Textauszug →
● ● ● ● ●

Seit 2015 lebt und arbeitet der Künstler Erik Gebbert in der Spinnerei in Leipzig. Kurz zuvor hatte er seinen Meisterschüler bei Asta Gröting an der HBK in Braunschweig absolviert. Ein Gespräch über Pornos, Holzschnitte und den halböffentlichen Raum.

VASiSTAS:
Du wurdest schon mal bei uns gefeatured. Existieren Parallelen zwischen diesen Arbeiten und deinem heutigen Schaffen?

Erik:
Die meisten der im Feature gezeigten Arbeiten sind im Studium entstanden. Die haben mit dem, was ich jetzt mache eigentlich kaum etwas zu tun – ob technisch, vom Format her oder von der Anmutung des Endprodukts. Ich habe damals viele Fotos gemacht, mich mit Infrarotfotografie beschäftigt und vor allem mit Performance. Das ist alles außer malerischer Zugang, mit dem ich mich gerade umgebe. Obwohl man sagen kann, dass die menschliche Figur eine Konstante in meinen Werken bleibt.

● ● ● ● ●

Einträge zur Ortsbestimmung
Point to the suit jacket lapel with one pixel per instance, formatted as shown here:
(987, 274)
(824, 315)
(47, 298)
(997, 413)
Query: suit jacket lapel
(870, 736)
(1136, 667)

● ● ● ● ●

Aufgabe →
Beantworten Sie die folgenden Fragen anhand des Textauszugs über Erik Gebbert:
(a) Seit welchem Jahr lebt und arbeitet Erik Gebbert in der Spinnerei in Leipzig?
(b) Bei wem und an welcher Hochschule hat er seinen Meisterschüler absolviert?
(c) Was bleibt laut Erik eine Konstante in seinen Werken?

Lösung →
(a) Seit 2015.
(b) Bei Asta Gröting an der HBK in Braunschweig.
(c) Die menschliche Figur.